> _Work request_: Reproduce the stretch of the smiley-face cancer cell article from "Peering down a" through "in their cereal.", substituting "lens" for "microscope".

Sydney researchers have been left wondering if a cancer cell was taunting them, after it formed a perfect smiley face under the microscope.

Peering down a microscope day after day, year after year can leave you questioning your sanity, Associate Professor Beric Henderson says.

So when Sydney researchers stared down at the cancer protein they had been studying for 12 years and watched it form a perfect smiley face, it was like a believer glimpsing Jesus in their cereal.

"We have actually never seen anything like it before," Dr Henderson told AAP on Monday.

"People here were getting very excited by the image."

Dr Henderson heads the gene expression laboratory at Westmead Millennium Institute for Medical Research, University of Sydney.

He and his team have been charged with trying to unlock the behaviour of the beta-catenin protein, which causes cancer by moving into the cell nucleus and activating genes.

The chain reaction transforms normal cells into tumour cells.

"That's really the place where the cancer protein does its things.

"If it doesn't go into the nucleus it doesn't cause cancer.

"We are studying how it gets in there to hopefully work out how to stop it doing so."

But playing the staring game with the mysterious gene can be a tedious process, he said.

"It can get very dull and boring. It certainly causes eye strain and some might say some mental health problems as well."

When senior scientist Dr Manisha Sharma made the happy discovery, Dr Henderson said it had the Sydney researchers musing the underlying message.

"There are different ways of looking at it. You could think it's laughing at us, but I like to think it's challenging us."

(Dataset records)
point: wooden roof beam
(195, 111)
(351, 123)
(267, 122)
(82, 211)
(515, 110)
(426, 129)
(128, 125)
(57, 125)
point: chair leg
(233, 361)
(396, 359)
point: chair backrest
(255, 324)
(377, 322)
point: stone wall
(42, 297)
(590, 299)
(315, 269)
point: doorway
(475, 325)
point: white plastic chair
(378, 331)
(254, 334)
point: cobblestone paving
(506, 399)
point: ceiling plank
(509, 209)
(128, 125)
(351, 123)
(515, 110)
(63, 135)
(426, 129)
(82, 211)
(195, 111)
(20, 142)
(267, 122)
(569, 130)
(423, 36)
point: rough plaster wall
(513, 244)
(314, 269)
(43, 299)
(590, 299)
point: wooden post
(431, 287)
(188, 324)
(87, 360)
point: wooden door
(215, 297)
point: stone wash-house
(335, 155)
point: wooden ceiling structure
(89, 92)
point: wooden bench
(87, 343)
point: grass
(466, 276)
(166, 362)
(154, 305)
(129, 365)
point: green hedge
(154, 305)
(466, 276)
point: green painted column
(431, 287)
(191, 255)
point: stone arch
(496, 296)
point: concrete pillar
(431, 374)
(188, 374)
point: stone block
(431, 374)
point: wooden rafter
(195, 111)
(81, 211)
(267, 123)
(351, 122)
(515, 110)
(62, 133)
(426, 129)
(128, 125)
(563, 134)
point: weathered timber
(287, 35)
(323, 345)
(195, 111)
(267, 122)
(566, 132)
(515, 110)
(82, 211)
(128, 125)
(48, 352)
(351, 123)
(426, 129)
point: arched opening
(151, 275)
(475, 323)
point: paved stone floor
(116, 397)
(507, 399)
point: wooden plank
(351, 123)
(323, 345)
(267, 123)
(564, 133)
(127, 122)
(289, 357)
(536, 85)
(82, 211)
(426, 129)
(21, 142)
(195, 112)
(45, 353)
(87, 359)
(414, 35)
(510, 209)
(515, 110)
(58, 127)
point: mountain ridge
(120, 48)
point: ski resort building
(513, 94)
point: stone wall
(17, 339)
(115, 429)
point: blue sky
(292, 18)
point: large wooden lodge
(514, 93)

> _Exercise result_:
Peering down a lens day after day, year after year can leave you questioning your sanity, Associate Professor Beric Henderson says.

So when Sydney researchers stared down at the cancer protein they had been studying for 12 years and watched it form a perfect smiley face, it was like a believer glimpsing Jesus in their cereal.